- **Records**:
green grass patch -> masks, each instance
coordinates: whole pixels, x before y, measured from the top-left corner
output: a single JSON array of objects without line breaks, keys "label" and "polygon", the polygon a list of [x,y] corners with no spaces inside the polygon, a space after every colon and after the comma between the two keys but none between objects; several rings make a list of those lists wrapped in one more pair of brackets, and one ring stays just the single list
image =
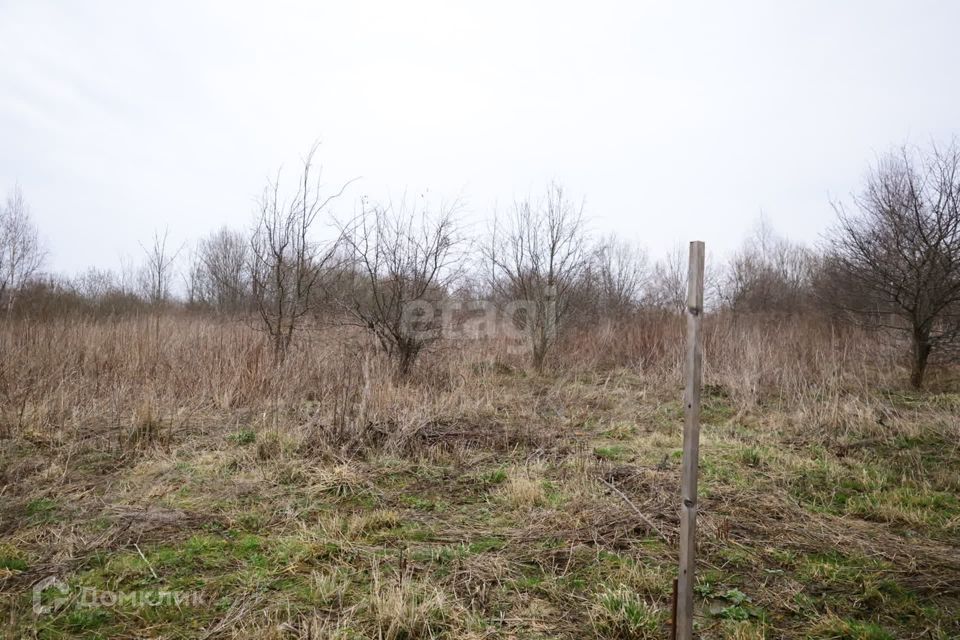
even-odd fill
[{"label": "green grass patch", "polygon": [[246,446],[257,441],[257,432],[253,429],[240,429],[228,436],[231,442],[239,446]]},{"label": "green grass patch", "polygon": [[895,640],[895,636],[872,622],[828,616],[811,630],[811,638],[818,640]]},{"label": "green grass patch", "polygon": [[596,594],[591,618],[601,638],[646,640],[662,637],[665,612],[623,585]]},{"label": "green grass patch", "polygon": [[41,524],[55,521],[59,508],[56,500],[38,498],[27,503],[26,511],[31,521]]},{"label": "green grass patch", "polygon": [[26,571],[27,566],[27,559],[16,547],[10,544],[0,544],[0,569]]},{"label": "green grass patch", "polygon": [[633,455],[633,450],[622,445],[594,447],[593,455],[601,460],[626,460]]}]

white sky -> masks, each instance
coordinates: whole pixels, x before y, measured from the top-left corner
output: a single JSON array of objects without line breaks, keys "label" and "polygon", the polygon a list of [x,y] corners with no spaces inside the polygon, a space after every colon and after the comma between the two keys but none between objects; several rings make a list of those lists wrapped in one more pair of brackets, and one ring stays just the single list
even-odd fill
[{"label": "white sky", "polygon": [[[789,4],[789,6],[787,6]],[[461,195],[556,179],[657,254],[763,210],[815,241],[877,153],[960,128],[960,3],[0,0],[0,192],[49,267],[246,227],[320,139],[328,182]]]}]

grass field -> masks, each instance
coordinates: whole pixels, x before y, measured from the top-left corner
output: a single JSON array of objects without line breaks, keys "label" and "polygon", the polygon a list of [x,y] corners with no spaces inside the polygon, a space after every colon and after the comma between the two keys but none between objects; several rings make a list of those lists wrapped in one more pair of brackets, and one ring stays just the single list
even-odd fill
[{"label": "grass field", "polygon": [[[679,325],[405,381],[333,329],[274,367],[242,324],[6,326],[0,635],[666,638]],[[705,367],[700,636],[960,637],[946,374],[786,321],[708,322]]]}]

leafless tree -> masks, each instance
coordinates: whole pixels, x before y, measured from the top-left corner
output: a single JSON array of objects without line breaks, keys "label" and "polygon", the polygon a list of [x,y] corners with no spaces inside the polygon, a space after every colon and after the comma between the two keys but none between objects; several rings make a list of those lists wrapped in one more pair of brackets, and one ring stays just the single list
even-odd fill
[{"label": "leafless tree", "polygon": [[322,292],[326,269],[336,256],[336,242],[323,244],[312,237],[314,225],[350,184],[323,194],[320,172],[315,177],[313,171],[317,147],[303,160],[289,200],[281,195],[279,175],[264,189],[250,242],[251,293],[277,361]]},{"label": "leafless tree", "polygon": [[572,296],[589,265],[583,205],[551,184],[540,202],[514,204],[495,220],[484,247],[489,285],[500,300],[524,301],[523,324],[533,364],[542,371],[557,333],[572,309]]},{"label": "leafless tree", "polygon": [[90,267],[73,279],[73,289],[87,300],[100,300],[121,289],[117,276],[109,269]]},{"label": "leafless tree", "polygon": [[814,256],[762,217],[730,260],[723,297],[735,311],[797,313],[810,296]]},{"label": "leafless tree", "polygon": [[250,297],[250,242],[227,227],[197,244],[191,275],[194,295],[221,313],[242,310]]},{"label": "leafless tree", "polygon": [[199,251],[192,247],[187,250],[186,266],[183,272],[183,286],[188,308],[210,306],[202,292],[203,276],[203,263],[200,261]]},{"label": "leafless tree", "polygon": [[604,313],[622,315],[632,311],[649,283],[647,252],[610,234],[600,243],[596,262]]},{"label": "leafless tree", "polygon": [[647,253],[616,234],[589,247],[587,264],[568,292],[567,328],[617,323],[637,311],[649,284]]},{"label": "leafless tree", "polygon": [[374,336],[409,373],[417,357],[441,337],[439,303],[458,275],[462,246],[458,204],[369,206],[343,225],[351,286],[342,301],[354,322]]},{"label": "leafless tree", "polygon": [[46,254],[19,185],[0,209],[0,304],[7,314],[18,292],[43,264]]},{"label": "leafless tree", "polygon": [[127,254],[120,255],[120,269],[117,272],[117,285],[125,296],[136,297],[140,289],[140,265]]},{"label": "leafless tree", "polygon": [[68,288],[93,313],[108,315],[143,307],[141,298],[125,289],[121,276],[111,269],[90,267],[73,278]]},{"label": "leafless tree", "polygon": [[911,384],[960,338],[960,149],[900,149],[880,159],[853,209],[836,206],[822,291],[876,327],[906,333]]},{"label": "leafless tree", "polygon": [[654,264],[644,304],[677,313],[686,309],[687,257],[683,246],[674,246]]},{"label": "leafless tree", "polygon": [[[675,244],[657,260],[650,270],[641,306],[683,314],[687,308],[687,263],[687,246],[680,243]],[[722,299],[723,278],[723,269],[711,258],[708,249],[703,274],[705,309],[715,308]]]},{"label": "leafless tree", "polygon": [[170,285],[173,283],[174,264],[183,247],[170,246],[170,230],[153,233],[149,245],[140,245],[146,255],[146,262],[140,269],[140,290],[147,301],[160,307],[170,301]]}]

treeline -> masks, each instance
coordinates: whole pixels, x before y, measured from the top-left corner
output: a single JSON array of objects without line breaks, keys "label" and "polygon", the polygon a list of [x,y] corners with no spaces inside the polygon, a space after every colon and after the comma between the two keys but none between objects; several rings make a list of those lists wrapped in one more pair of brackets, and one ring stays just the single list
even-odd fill
[{"label": "treeline", "polygon": [[[566,332],[681,313],[686,247],[660,259],[616,235],[589,233],[583,206],[559,185],[467,233],[458,202],[361,199],[347,218],[308,154],[292,187],[279,178],[247,229],[190,247],[157,233],[139,264],[43,275],[44,252],[14,189],[0,217],[0,303],[8,318],[107,316],[182,309],[261,328],[283,359],[318,322],[369,332],[406,374],[452,327],[478,320],[519,331],[542,369]],[[812,314],[874,328],[910,345],[911,383],[960,344],[960,150],[902,148],[873,166],[859,195],[834,203],[816,247],[761,219],[729,258],[708,260],[713,314]],[[331,237],[317,240],[322,229]],[[481,302],[485,301],[485,302]],[[496,313],[499,312],[499,316]]]}]

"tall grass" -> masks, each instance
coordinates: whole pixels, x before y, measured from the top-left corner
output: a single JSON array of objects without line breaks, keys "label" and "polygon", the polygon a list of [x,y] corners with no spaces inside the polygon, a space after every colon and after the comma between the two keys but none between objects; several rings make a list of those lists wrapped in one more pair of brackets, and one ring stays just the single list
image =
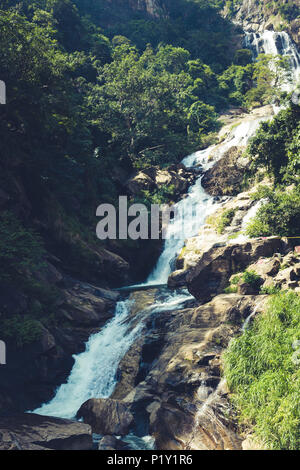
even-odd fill
[{"label": "tall grass", "polygon": [[269,449],[300,449],[297,340],[300,296],[280,292],[224,355],[224,372],[240,420]]}]

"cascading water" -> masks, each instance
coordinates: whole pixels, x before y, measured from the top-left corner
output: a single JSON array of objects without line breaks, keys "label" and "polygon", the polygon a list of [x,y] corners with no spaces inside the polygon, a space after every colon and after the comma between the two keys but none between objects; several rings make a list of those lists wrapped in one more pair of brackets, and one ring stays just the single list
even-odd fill
[{"label": "cascading water", "polygon": [[[189,155],[183,159],[182,163],[188,168],[199,166],[203,171],[207,171],[231,147],[246,146],[250,137],[255,134],[260,122],[265,119],[268,117],[242,122],[222,144],[212,145],[205,150]],[[146,285],[167,282],[171,273],[172,259],[179,254],[185,239],[195,236],[200,227],[204,225],[207,216],[220,205],[220,202],[216,202],[212,196],[205,192],[201,179],[201,177],[198,178],[190,188],[187,197],[176,204],[176,217],[169,224],[164,250]],[[196,210],[199,207],[201,207],[201,211]]]},{"label": "cascading water", "polygon": [[75,364],[66,384],[62,384],[49,402],[34,413],[59,418],[75,418],[80,406],[89,398],[108,398],[117,383],[117,369],[132,343],[141,334],[147,315],[156,311],[175,310],[193,299],[188,291],[169,292],[142,312],[135,326],[130,315],[132,301],[117,303],[112,320],[92,335],[85,352],[74,356]]},{"label": "cascading water", "polygon": [[[114,318],[92,335],[82,354],[74,356],[75,364],[68,382],[61,385],[50,403],[35,413],[61,418],[74,418],[91,397],[109,397],[116,384],[117,367],[143,325],[131,329],[128,317],[130,301],[118,302]],[[113,341],[112,341],[113,340]]]},{"label": "cascading water", "polygon": [[282,55],[289,59],[293,86],[300,79],[300,54],[285,31],[264,31],[246,33],[245,46],[252,50],[255,57],[259,54]]},{"label": "cascading water", "polygon": [[[265,52],[289,56],[293,64],[293,73],[295,76],[299,75],[300,56],[286,33],[270,31],[263,34],[247,33],[246,45],[255,55]],[[203,171],[208,170],[230,147],[246,146],[248,139],[254,135],[263,119],[268,119],[268,117],[245,120],[234,131],[231,131],[221,144],[213,145],[186,157],[183,164],[187,167],[201,168]],[[163,253],[144,286],[166,284],[171,272],[171,261],[184,245],[185,238],[197,234],[205,223],[207,215],[216,209],[217,204],[220,203],[215,202],[213,197],[205,193],[200,176],[190,188],[186,198],[176,204],[176,216],[167,228]],[[195,215],[195,211],[192,210],[195,206],[201,207],[200,215],[199,211],[196,211],[197,215]],[[244,221],[245,224],[249,218],[250,215]],[[111,396],[117,383],[116,373],[119,363],[141,334],[147,315],[163,310],[183,308],[185,302],[191,298],[184,290],[179,293],[167,291],[162,300],[157,300],[154,305],[140,312],[139,321],[135,320],[134,324],[130,314],[130,301],[118,302],[115,317],[99,333],[90,337],[85,352],[74,356],[75,364],[67,383],[62,384],[57,389],[55,397],[35,410],[35,413],[74,418],[82,403],[89,398]]]},{"label": "cascading water", "polygon": [[[213,145],[205,150],[186,157],[183,163],[187,167],[201,165],[205,171],[212,167],[230,147],[246,145],[247,140],[255,133],[262,118],[242,123],[224,140],[222,144]],[[211,157],[213,155],[213,158]],[[170,263],[175,254],[184,245],[185,236],[193,236],[204,224],[206,216],[216,209],[217,203],[209,196],[201,185],[201,176],[190,188],[187,197],[177,203],[178,217],[175,217],[169,227],[163,253],[156,268],[149,277],[146,286],[165,284],[171,272]],[[201,216],[195,217],[191,207],[201,207]],[[199,213],[197,212],[199,215]],[[147,314],[164,310],[180,309],[186,301],[193,298],[187,291],[169,291],[163,301],[158,300],[146,309],[136,326],[132,326],[130,301],[118,302],[115,317],[99,332],[92,335],[86,344],[85,352],[75,355],[75,364],[67,383],[62,384],[55,397],[36,409],[34,412],[45,416],[74,418],[82,403],[89,398],[109,397],[117,383],[116,374],[119,363],[132,343],[141,334]]]}]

- **Task description**: Show the lines above with "instance".

- **Exercise output**:
green grass patch -> masks, each instance
white sky -> masks, each instance
grass field -> masks, each instance
leafless tree -> masks, each instance
treeline -> masks, each instance
"tall grass" -> masks, each instance
"cascading water" -> masks, each instance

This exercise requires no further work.